STATED TASK:
Please count the lines of the material below that contain the string "shadow", matching case exactly, and reply with that number alone.
··· INPUT MATERIAL ···
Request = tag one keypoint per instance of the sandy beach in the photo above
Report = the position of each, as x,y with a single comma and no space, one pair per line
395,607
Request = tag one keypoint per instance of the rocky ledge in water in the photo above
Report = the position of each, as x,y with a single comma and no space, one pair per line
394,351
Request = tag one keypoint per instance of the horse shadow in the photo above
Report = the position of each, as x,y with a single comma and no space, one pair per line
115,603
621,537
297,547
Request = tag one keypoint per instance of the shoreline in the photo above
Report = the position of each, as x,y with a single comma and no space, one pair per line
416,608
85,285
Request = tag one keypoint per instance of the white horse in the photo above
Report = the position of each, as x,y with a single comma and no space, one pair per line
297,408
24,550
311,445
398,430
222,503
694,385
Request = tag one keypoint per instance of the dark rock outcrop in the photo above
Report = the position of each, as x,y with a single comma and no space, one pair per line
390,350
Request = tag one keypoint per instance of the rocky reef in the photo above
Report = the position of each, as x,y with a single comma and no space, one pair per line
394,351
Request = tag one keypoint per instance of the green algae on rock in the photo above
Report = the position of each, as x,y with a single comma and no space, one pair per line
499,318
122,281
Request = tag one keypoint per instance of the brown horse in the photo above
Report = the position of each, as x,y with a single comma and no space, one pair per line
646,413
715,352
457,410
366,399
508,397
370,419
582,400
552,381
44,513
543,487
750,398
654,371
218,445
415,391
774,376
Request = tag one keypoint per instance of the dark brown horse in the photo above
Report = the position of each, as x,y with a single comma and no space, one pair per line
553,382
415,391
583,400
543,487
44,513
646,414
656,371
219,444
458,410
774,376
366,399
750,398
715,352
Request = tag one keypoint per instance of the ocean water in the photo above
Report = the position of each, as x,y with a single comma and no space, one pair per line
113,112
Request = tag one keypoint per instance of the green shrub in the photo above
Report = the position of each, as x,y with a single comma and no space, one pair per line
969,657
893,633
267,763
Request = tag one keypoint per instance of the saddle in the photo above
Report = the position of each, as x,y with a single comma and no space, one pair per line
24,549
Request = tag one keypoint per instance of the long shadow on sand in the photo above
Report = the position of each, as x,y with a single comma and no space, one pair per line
···
··· INPUT MATERIAL ···
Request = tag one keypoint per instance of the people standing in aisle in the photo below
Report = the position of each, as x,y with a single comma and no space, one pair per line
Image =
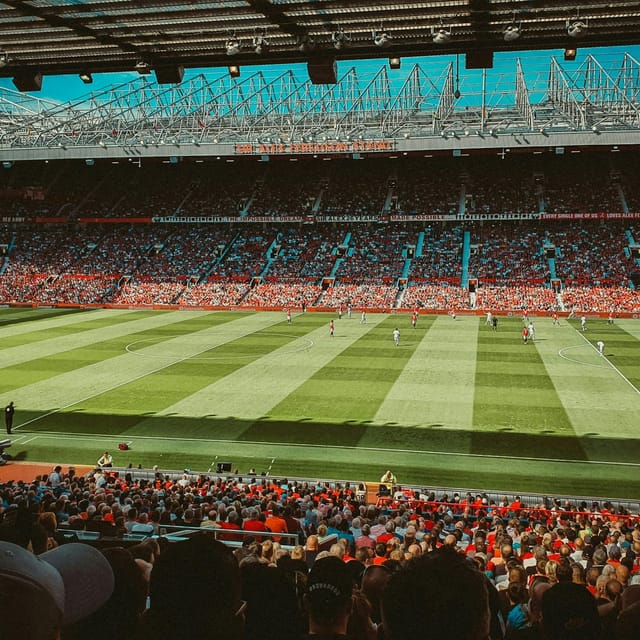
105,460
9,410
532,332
···
EXERCISE RESPONSE:
2